• **Exercise**:
State the number of lines that hold "patch" in the records below, with no other words.
= Beginning of Section =
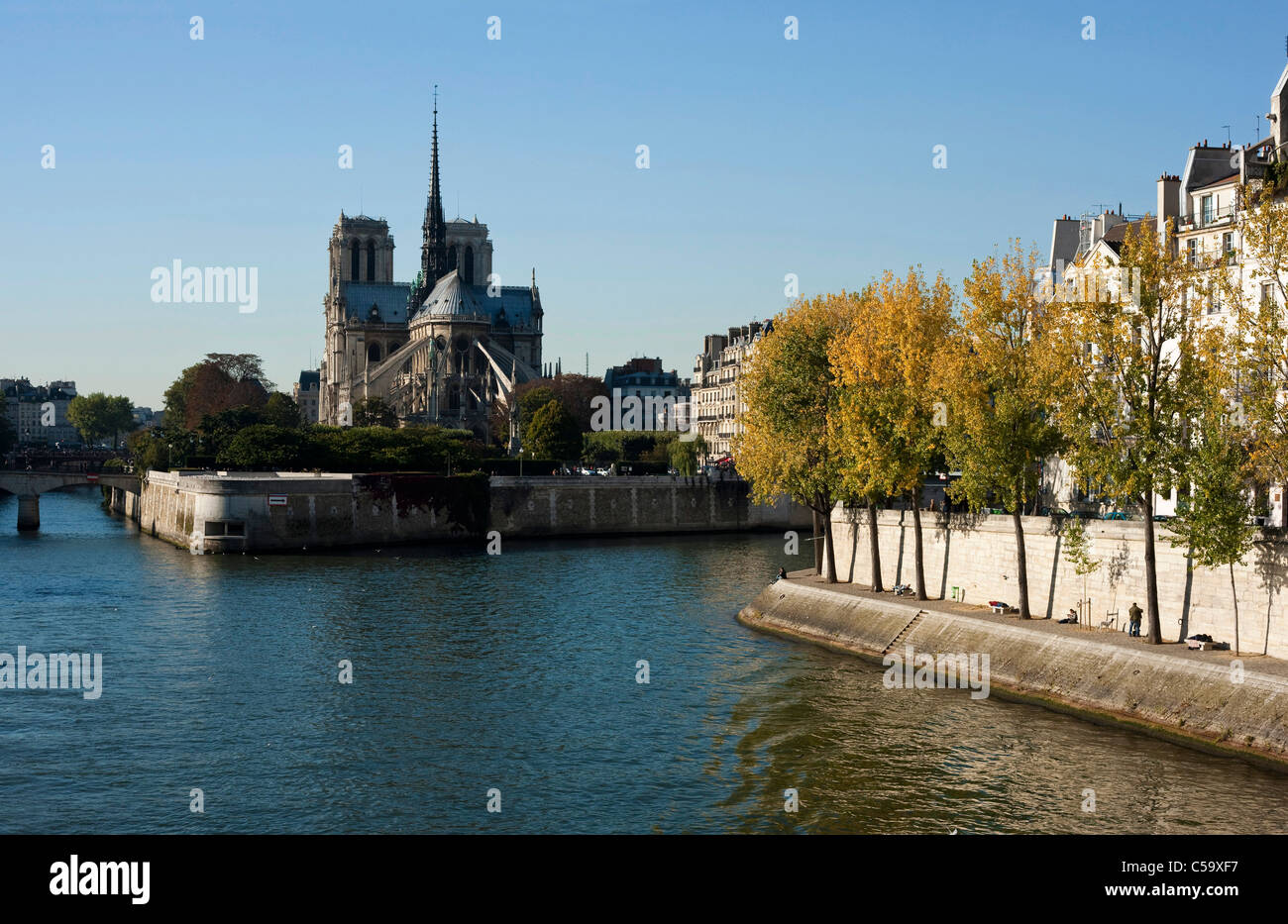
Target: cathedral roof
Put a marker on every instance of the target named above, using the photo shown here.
(389, 299)
(454, 299)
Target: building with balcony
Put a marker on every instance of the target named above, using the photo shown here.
(38, 413)
(715, 402)
(661, 392)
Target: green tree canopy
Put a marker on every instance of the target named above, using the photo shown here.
(218, 382)
(553, 433)
(370, 412)
(97, 416)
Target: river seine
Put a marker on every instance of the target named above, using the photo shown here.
(513, 679)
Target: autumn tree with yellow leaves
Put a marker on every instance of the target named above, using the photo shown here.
(1000, 382)
(786, 446)
(885, 416)
(1128, 381)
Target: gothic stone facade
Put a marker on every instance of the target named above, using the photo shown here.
(441, 349)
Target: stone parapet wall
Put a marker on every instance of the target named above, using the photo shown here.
(977, 555)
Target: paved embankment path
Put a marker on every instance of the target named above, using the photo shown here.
(1218, 700)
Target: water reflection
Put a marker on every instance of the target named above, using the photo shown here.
(518, 671)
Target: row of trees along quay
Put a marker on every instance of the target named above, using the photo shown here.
(1140, 387)
(222, 412)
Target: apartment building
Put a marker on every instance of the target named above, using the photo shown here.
(1205, 202)
(715, 402)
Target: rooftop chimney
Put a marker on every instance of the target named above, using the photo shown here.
(1168, 201)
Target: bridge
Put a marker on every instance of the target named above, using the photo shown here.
(29, 485)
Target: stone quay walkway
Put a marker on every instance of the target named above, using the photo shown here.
(1252, 659)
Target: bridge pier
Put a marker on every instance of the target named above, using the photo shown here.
(29, 512)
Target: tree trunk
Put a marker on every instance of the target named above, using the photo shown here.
(875, 545)
(1021, 563)
(915, 544)
(1234, 594)
(829, 546)
(1155, 630)
(818, 542)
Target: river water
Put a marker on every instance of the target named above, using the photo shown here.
(518, 673)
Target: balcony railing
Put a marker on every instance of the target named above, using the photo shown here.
(1207, 218)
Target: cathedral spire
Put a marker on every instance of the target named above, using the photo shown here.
(433, 250)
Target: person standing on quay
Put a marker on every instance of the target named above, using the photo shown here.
(1133, 619)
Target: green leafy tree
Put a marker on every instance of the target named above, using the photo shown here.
(218, 382)
(1215, 523)
(266, 448)
(372, 412)
(553, 433)
(1000, 387)
(1077, 550)
(281, 411)
(97, 416)
(684, 455)
(1127, 382)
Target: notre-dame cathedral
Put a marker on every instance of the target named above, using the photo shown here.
(438, 351)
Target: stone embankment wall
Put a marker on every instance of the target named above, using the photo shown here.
(209, 512)
(231, 514)
(579, 506)
(977, 555)
(1138, 686)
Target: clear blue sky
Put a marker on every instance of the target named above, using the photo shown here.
(768, 155)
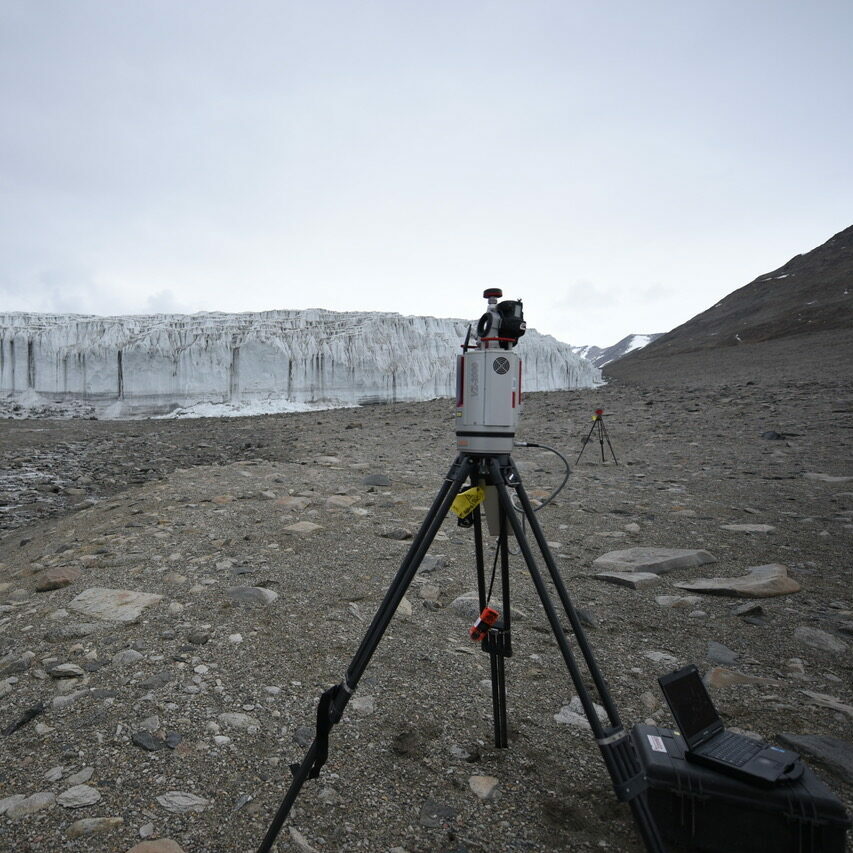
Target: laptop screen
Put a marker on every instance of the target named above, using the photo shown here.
(690, 703)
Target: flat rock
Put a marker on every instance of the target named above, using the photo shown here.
(7, 802)
(161, 845)
(114, 605)
(654, 560)
(435, 814)
(824, 700)
(30, 805)
(79, 796)
(761, 582)
(340, 501)
(57, 578)
(718, 653)
(830, 753)
(74, 631)
(302, 528)
(677, 602)
(822, 640)
(633, 580)
(257, 596)
(126, 657)
(181, 801)
(93, 826)
(485, 787)
(295, 503)
(238, 720)
(376, 480)
(66, 670)
(721, 677)
(300, 841)
(826, 478)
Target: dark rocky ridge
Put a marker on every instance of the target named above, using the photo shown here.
(801, 314)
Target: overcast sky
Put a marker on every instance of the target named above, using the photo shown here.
(618, 165)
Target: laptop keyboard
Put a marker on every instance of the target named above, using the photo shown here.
(734, 749)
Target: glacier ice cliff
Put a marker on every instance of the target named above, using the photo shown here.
(139, 365)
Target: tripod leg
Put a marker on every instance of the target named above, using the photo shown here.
(335, 699)
(617, 751)
(607, 436)
(496, 663)
(585, 442)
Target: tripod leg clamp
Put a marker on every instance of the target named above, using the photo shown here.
(324, 726)
(628, 775)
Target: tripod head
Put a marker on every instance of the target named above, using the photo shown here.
(488, 380)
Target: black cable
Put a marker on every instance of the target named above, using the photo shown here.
(565, 478)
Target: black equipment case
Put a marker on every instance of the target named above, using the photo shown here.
(703, 809)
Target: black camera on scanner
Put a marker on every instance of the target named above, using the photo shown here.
(503, 323)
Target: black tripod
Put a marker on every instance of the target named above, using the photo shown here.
(598, 422)
(616, 748)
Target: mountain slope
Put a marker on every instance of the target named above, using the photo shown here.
(802, 311)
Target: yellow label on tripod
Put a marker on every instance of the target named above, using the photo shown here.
(465, 502)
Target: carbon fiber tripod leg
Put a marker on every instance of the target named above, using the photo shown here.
(335, 699)
(626, 773)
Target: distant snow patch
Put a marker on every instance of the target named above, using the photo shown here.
(243, 410)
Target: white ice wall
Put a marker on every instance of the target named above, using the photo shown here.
(161, 361)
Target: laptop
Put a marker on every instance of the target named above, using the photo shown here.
(708, 742)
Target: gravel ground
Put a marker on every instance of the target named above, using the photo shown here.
(192, 510)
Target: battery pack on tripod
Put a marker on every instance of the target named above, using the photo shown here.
(702, 809)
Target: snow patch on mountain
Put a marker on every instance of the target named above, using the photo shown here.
(600, 356)
(147, 365)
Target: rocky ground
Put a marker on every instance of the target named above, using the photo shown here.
(258, 550)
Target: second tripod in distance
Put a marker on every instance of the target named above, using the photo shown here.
(598, 424)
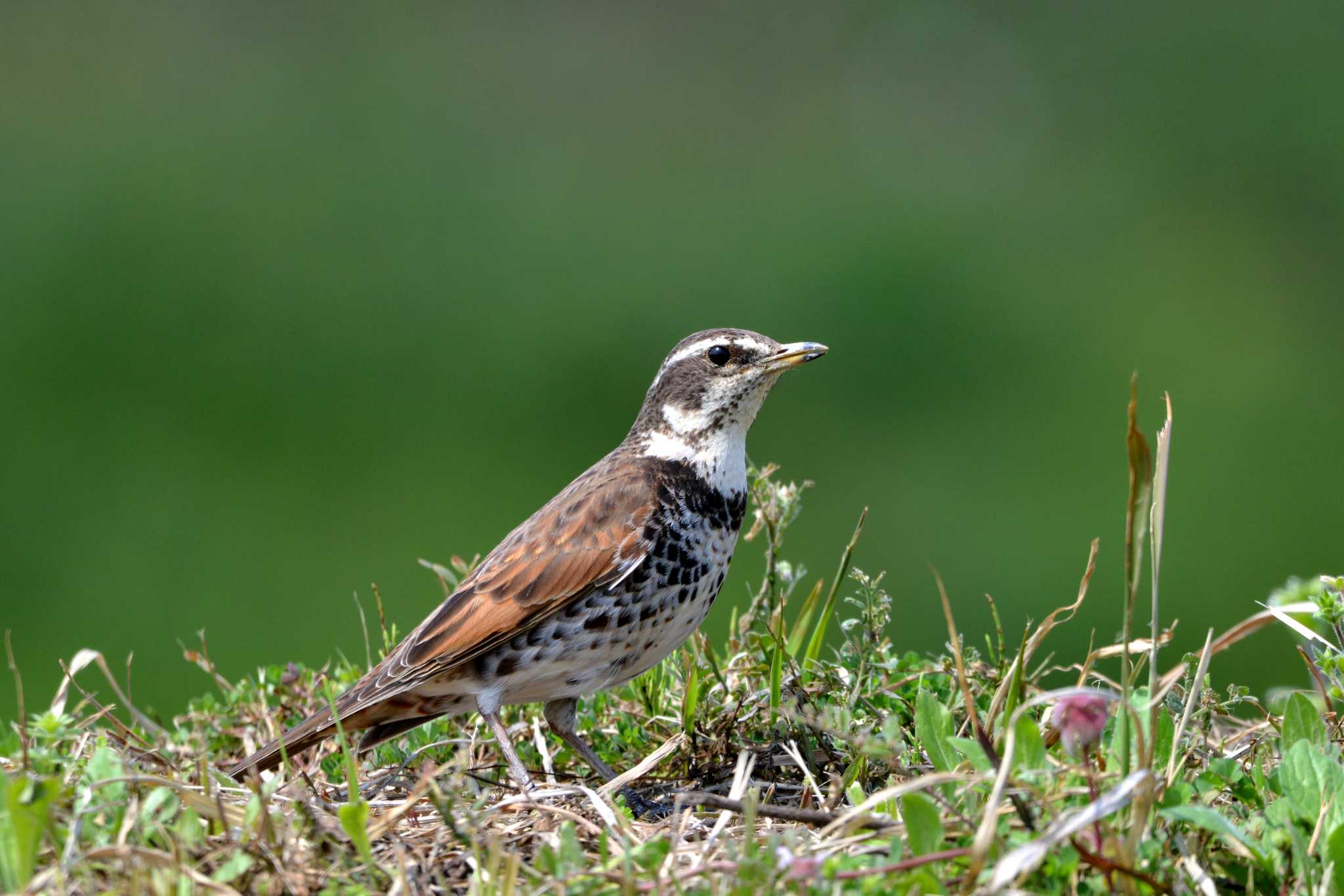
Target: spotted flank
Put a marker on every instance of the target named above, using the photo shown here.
(598, 586)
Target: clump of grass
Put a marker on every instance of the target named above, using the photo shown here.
(809, 754)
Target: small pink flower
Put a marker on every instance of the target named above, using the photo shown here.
(1081, 719)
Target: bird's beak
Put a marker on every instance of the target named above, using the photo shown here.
(795, 354)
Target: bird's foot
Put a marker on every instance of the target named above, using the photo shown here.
(644, 807)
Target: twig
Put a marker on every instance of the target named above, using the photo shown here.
(784, 813)
(1101, 863)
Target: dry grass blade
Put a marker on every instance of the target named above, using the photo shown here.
(644, 766)
(1156, 520)
(1278, 613)
(1191, 699)
(1028, 856)
(1040, 636)
(1136, 524)
(922, 782)
(955, 642)
(156, 859)
(1253, 624)
(81, 661)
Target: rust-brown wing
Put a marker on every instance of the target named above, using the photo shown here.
(589, 537)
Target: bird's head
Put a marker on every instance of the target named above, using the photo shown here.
(709, 391)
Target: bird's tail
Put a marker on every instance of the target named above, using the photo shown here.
(310, 733)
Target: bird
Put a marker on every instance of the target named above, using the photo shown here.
(600, 584)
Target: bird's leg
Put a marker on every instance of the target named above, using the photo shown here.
(559, 715)
(516, 770)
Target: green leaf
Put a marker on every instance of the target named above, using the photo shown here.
(1301, 722)
(924, 826)
(651, 853)
(828, 607)
(933, 727)
(691, 696)
(1335, 855)
(1030, 750)
(354, 821)
(971, 748)
(23, 817)
(1309, 775)
(776, 683)
(800, 625)
(1215, 823)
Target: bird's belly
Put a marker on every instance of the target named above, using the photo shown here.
(609, 638)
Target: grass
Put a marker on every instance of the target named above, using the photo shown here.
(805, 767)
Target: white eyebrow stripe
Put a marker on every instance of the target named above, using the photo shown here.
(701, 346)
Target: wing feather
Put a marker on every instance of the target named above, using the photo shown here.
(586, 538)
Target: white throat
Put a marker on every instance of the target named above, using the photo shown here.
(713, 443)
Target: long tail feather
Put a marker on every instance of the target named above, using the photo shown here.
(306, 734)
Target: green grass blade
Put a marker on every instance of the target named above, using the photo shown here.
(800, 625)
(820, 632)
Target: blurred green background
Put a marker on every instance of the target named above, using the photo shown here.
(296, 295)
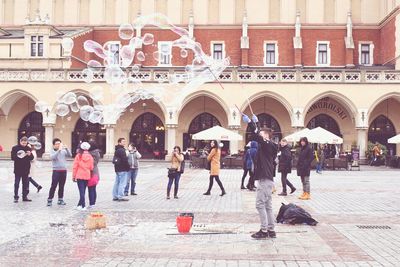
= End of Section =
• **Answer to this task**:
2